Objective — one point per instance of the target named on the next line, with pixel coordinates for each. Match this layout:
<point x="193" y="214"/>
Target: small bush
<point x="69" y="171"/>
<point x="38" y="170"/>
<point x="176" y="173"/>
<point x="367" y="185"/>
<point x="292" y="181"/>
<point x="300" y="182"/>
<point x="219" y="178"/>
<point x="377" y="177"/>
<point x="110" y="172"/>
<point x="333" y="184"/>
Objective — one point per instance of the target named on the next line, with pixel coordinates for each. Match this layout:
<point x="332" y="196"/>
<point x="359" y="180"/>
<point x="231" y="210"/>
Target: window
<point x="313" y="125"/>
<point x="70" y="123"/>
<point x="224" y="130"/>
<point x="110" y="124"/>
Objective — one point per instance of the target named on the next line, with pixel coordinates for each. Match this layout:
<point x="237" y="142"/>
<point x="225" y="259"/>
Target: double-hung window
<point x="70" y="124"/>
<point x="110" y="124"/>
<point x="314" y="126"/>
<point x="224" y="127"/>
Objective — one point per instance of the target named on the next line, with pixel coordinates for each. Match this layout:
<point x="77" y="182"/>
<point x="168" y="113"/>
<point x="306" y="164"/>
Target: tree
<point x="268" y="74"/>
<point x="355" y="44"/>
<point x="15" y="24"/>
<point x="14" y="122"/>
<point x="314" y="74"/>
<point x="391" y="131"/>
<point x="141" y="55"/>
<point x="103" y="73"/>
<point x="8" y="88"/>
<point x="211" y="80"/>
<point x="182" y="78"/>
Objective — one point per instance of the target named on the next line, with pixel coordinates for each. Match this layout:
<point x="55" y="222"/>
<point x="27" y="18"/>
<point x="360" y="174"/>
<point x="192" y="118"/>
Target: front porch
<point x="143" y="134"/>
===
REQUIREMENT
Please reproduce the listing exactly, keeping every line as it is.

YOUR SOLUTION
Objective — one point per instance of the target named on the next line, with pixel coordinates for each. Match this layout:
<point x="193" y="214"/>
Target: small bush
<point x="69" y="171"/>
<point x="38" y="170"/>
<point x="176" y="173"/>
<point x="367" y="185"/>
<point x="292" y="181"/>
<point x="300" y="182"/>
<point x="219" y="178"/>
<point x="377" y="177"/>
<point x="110" y="172"/>
<point x="333" y="184"/>
Objective — one point per instance of the target named on the next line, with pixel coordinates for each. Match this layout:
<point x="332" y="196"/>
<point x="359" y="180"/>
<point x="231" y="210"/>
Target: window
<point x="313" y="125"/>
<point x="70" y="123"/>
<point x="224" y="130"/>
<point x="110" y="124"/>
Objective — one point per instance of the target named on the next line, with pixel coordinates for each. Match this layout:
<point x="237" y="142"/>
<point x="225" y="259"/>
Target: double-hung window
<point x="70" y="124"/>
<point x="110" y="124"/>
<point x="314" y="126"/>
<point x="224" y="127"/>
Objective — one point per instance of the target named on the next line, with pixel coordinates for each. Match this layout:
<point x="77" y="182"/>
<point x="168" y="113"/>
<point x="306" y="164"/>
Target: tree
<point x="268" y="74"/>
<point x="355" y="44"/>
<point x="15" y="24"/>
<point x="14" y="122"/>
<point x="314" y="74"/>
<point x="391" y="131"/>
<point x="141" y="55"/>
<point x="103" y="73"/>
<point x="8" y="88"/>
<point x="211" y="80"/>
<point x="182" y="78"/>
Objective — one point per instance of the target named on the next line, with pixel coordinates for each. Match this layout:
<point x="55" y="222"/>
<point x="27" y="18"/>
<point x="360" y="174"/>
<point x="192" y="118"/>
Target: front porch
<point x="143" y="134"/>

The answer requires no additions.